----- EXTRACTED MATERIAL

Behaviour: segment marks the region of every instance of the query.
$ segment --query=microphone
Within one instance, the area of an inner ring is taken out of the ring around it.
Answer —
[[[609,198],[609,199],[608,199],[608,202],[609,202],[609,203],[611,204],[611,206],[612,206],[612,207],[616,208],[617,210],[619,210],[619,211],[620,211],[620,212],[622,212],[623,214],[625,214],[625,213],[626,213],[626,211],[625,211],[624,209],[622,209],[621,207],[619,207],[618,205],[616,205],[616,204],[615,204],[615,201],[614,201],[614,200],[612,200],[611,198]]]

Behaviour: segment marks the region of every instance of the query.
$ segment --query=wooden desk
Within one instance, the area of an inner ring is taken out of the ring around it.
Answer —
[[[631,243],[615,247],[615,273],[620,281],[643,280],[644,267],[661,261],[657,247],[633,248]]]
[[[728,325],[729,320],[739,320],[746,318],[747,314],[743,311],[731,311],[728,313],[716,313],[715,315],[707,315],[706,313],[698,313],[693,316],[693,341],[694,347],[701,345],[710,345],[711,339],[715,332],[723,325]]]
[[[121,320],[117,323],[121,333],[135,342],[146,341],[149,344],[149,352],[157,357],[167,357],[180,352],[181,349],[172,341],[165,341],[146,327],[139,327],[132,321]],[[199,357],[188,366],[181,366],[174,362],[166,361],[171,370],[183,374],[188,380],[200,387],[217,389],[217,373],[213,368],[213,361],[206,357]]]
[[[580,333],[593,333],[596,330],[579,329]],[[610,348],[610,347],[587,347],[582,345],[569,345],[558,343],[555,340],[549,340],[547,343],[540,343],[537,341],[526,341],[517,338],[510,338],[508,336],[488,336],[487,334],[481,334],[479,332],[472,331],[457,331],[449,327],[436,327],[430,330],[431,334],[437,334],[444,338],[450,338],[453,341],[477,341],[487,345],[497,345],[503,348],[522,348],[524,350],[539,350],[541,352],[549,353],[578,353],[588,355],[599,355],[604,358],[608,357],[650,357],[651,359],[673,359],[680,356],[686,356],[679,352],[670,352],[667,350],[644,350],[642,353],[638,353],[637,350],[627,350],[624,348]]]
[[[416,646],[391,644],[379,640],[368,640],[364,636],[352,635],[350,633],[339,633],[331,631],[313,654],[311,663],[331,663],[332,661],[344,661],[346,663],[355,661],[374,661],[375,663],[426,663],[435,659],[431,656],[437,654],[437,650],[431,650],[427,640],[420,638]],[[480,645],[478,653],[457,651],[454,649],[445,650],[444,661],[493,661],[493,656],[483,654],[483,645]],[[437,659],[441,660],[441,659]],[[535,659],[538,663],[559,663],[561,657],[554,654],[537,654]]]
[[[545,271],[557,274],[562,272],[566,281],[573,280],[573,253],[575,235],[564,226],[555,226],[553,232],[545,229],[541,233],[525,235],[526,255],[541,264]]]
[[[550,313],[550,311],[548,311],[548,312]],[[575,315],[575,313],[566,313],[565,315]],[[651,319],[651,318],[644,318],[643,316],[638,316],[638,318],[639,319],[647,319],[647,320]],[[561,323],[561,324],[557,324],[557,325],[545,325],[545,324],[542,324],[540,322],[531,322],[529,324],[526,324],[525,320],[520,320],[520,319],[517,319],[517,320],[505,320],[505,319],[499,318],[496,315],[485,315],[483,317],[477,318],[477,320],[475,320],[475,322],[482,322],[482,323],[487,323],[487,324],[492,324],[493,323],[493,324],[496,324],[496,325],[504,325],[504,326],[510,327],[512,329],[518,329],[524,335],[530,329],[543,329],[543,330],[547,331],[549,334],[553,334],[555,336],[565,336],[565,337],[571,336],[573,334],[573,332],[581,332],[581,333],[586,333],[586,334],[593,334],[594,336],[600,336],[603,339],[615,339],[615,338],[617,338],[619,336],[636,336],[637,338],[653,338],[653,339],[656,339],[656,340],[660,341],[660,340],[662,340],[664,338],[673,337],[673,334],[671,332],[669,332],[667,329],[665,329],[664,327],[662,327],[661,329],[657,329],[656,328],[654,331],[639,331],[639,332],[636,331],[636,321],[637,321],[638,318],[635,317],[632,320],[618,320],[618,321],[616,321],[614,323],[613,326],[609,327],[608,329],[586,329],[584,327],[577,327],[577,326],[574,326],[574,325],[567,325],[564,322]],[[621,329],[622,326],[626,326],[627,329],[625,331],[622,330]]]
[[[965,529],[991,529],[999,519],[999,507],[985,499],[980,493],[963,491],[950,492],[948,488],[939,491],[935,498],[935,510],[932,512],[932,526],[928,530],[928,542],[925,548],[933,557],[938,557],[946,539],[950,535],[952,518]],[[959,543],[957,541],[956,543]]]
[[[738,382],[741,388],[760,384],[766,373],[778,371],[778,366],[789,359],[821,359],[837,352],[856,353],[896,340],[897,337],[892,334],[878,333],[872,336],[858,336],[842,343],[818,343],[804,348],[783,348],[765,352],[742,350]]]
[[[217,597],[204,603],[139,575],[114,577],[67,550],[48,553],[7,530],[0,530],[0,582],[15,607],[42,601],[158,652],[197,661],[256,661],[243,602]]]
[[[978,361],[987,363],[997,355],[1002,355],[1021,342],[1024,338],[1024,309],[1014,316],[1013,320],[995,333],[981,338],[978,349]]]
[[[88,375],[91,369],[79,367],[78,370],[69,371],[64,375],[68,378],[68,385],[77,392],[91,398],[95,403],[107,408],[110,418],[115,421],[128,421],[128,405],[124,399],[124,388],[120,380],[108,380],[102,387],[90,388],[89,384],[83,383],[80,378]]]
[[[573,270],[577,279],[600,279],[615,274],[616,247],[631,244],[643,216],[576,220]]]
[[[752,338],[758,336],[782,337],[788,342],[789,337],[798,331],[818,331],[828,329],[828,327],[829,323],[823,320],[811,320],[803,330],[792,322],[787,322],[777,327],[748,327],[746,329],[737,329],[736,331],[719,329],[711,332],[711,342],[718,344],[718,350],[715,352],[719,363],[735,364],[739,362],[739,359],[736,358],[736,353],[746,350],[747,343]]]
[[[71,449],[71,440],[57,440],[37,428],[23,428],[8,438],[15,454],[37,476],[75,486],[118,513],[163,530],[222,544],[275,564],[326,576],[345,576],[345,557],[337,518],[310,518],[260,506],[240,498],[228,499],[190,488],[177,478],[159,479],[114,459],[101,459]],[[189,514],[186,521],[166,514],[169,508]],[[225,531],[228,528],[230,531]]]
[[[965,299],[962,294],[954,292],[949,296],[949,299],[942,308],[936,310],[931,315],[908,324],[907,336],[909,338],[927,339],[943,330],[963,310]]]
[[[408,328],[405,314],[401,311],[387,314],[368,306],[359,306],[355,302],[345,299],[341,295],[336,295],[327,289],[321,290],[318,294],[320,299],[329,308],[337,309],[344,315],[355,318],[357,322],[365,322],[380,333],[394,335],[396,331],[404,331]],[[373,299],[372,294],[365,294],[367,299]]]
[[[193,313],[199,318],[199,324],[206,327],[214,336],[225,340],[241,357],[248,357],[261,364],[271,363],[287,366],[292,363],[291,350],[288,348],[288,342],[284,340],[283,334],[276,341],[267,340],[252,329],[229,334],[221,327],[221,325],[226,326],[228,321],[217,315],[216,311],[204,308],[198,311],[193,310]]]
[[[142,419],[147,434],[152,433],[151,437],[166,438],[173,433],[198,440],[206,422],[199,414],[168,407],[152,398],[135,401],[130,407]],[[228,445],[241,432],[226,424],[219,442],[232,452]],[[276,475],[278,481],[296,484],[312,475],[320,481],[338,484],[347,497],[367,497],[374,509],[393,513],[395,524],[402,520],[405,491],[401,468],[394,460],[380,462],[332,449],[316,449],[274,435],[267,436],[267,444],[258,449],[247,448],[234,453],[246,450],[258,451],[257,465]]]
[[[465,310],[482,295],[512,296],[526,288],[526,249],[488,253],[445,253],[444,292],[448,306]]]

----------

» THE PROBLEM
With "query" as the string to look for, count the matching lines in the entries above and report only the number.

» ANSWER TO THIS PROBLEM
4